▶ Objective
Rewrite the entries from the start through the line with "top-left (302, 229), bottom-right (381, 358)", inclusive, keeping the requests and multiplying each coordinate in the answers by 1.35, rounded to whole numbers with halves rounded up. Leave the requests and their format samples unchanged, and omit the pictures.

= = =

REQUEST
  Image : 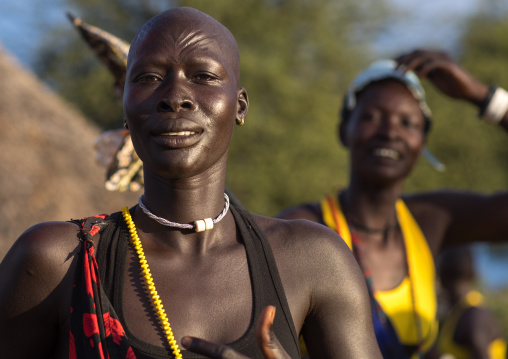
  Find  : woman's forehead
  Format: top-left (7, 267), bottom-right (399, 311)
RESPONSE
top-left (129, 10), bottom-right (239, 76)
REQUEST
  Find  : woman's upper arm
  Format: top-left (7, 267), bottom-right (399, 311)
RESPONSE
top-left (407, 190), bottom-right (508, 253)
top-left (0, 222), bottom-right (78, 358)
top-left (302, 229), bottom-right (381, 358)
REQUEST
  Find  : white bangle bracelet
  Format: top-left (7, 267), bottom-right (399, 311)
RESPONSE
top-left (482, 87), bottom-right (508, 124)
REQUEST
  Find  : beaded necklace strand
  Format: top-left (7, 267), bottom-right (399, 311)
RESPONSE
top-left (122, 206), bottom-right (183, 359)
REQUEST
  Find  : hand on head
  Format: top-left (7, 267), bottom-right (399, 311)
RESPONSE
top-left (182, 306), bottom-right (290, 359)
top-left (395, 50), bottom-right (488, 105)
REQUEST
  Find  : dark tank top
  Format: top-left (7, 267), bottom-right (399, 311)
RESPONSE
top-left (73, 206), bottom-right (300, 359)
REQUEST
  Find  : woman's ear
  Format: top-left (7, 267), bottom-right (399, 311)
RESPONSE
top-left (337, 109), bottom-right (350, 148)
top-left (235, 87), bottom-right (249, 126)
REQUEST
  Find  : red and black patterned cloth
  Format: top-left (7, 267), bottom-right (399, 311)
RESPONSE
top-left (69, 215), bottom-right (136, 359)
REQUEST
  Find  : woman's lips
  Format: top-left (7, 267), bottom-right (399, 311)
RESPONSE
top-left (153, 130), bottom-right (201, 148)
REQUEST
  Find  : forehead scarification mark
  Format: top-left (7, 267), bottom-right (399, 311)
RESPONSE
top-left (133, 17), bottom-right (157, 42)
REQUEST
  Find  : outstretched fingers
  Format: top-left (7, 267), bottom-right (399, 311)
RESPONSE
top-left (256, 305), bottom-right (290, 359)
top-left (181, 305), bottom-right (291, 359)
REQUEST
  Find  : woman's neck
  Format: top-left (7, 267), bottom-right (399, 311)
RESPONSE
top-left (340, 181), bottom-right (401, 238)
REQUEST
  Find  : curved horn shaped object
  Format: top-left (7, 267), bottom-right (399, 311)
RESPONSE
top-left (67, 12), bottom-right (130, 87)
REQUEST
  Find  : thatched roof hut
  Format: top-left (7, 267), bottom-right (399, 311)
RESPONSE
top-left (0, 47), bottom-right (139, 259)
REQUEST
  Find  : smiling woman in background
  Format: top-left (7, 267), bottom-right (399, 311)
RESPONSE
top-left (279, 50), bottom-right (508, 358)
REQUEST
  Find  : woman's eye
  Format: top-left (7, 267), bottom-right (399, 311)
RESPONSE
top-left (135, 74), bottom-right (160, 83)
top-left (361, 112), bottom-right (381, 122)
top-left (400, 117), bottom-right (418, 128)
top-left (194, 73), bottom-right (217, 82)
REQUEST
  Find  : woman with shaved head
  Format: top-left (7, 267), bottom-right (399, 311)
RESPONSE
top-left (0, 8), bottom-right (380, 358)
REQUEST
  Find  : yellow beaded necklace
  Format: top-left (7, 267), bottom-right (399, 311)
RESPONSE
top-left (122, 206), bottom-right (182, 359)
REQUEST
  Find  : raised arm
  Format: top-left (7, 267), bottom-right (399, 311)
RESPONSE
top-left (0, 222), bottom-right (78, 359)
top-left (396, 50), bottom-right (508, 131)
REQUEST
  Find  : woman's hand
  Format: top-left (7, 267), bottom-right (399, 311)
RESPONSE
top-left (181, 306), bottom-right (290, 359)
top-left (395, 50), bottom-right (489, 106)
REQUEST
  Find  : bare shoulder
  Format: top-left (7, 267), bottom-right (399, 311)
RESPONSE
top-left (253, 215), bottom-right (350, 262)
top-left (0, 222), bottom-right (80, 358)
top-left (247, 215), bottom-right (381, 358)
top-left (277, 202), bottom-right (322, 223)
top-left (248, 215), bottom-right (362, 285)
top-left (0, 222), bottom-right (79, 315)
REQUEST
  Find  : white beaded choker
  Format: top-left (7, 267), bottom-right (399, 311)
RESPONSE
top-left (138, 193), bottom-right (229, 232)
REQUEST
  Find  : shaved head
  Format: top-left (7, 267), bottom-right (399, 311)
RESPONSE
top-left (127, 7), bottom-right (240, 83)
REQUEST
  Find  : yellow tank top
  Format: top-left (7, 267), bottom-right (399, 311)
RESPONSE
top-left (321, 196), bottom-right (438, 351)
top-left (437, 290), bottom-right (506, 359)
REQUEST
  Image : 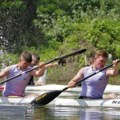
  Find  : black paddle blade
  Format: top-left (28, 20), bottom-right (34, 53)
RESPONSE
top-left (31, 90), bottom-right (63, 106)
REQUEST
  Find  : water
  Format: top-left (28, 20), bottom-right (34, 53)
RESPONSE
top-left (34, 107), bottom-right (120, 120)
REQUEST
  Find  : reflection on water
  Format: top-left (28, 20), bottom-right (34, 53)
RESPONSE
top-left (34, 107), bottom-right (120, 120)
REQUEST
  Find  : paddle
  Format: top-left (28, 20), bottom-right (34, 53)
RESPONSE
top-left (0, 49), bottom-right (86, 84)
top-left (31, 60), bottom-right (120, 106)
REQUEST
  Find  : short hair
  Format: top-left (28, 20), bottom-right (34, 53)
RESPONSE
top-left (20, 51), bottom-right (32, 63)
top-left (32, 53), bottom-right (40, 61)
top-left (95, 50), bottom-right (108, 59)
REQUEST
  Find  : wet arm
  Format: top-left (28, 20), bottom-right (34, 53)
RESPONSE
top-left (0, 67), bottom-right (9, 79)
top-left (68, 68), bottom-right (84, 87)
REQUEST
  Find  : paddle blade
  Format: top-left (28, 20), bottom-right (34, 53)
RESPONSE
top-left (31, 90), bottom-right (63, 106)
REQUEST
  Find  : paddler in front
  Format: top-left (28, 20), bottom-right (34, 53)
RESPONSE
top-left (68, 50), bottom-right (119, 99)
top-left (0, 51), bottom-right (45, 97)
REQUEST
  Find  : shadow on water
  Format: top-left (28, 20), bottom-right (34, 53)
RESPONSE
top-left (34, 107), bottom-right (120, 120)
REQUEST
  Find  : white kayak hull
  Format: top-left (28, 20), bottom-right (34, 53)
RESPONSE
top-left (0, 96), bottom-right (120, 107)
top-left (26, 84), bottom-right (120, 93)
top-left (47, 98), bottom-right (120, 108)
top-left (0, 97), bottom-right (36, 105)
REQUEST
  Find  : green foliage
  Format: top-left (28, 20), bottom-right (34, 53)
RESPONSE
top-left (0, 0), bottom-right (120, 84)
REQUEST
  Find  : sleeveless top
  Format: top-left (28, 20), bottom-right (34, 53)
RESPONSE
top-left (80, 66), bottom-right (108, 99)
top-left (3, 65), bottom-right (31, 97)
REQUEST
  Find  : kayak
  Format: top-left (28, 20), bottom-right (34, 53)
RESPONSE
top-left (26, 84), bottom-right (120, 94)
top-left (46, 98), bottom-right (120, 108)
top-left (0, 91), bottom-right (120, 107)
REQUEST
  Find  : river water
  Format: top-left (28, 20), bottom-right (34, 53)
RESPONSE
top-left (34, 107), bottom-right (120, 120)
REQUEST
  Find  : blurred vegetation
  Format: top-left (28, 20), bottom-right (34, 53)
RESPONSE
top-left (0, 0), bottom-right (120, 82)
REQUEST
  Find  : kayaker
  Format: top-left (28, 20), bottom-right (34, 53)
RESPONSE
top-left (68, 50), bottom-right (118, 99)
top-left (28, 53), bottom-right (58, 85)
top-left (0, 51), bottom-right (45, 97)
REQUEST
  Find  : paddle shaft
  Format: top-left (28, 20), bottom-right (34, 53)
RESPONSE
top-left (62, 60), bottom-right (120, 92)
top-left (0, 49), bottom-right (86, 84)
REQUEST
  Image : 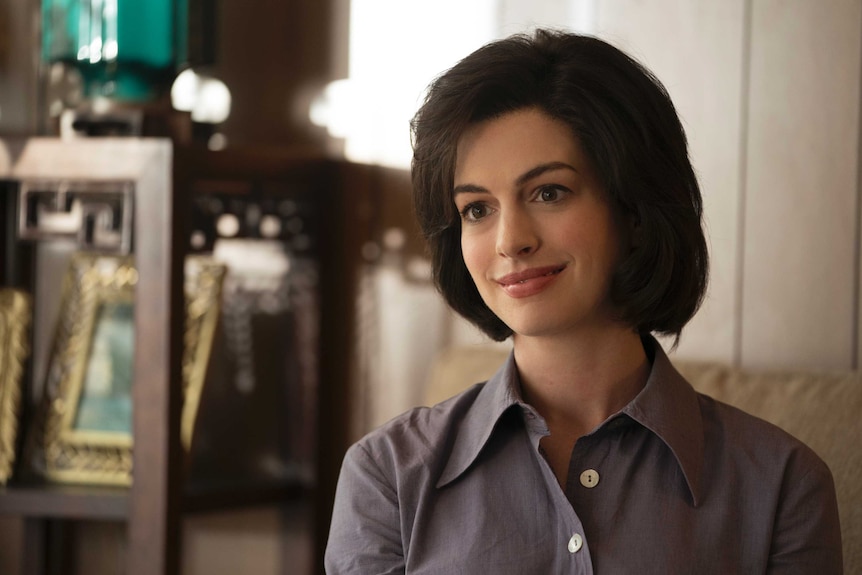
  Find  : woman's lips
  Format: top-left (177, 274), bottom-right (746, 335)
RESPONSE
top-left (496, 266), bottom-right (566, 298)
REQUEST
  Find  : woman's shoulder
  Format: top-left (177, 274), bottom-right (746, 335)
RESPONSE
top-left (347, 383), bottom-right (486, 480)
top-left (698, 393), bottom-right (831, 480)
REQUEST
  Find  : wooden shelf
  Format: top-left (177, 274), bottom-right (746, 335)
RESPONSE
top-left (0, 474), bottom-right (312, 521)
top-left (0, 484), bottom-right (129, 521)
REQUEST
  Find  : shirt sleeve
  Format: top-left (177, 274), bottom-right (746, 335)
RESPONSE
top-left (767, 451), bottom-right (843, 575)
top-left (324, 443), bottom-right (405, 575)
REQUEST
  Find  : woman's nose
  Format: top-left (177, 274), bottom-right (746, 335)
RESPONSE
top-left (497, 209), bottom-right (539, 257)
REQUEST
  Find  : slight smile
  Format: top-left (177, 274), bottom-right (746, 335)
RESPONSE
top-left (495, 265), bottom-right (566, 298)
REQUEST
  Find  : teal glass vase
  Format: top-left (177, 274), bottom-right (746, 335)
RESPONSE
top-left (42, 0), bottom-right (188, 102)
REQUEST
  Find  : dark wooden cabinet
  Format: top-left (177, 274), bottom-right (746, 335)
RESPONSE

= = =

▶ Solution for this exercise
REQUEST
  Image : 
  Find  : woman's forehead
  Format: top-left (7, 267), bottom-right (399, 311)
RESPONSE
top-left (174, 14), bottom-right (323, 103)
REQUEST
  Find  : woman's upper arm
  Format: top-left (7, 267), bottom-right (399, 311)
RESPONSE
top-left (549, 257), bottom-right (686, 342)
top-left (0, 300), bottom-right (105, 483)
top-left (408, 309), bottom-right (514, 483)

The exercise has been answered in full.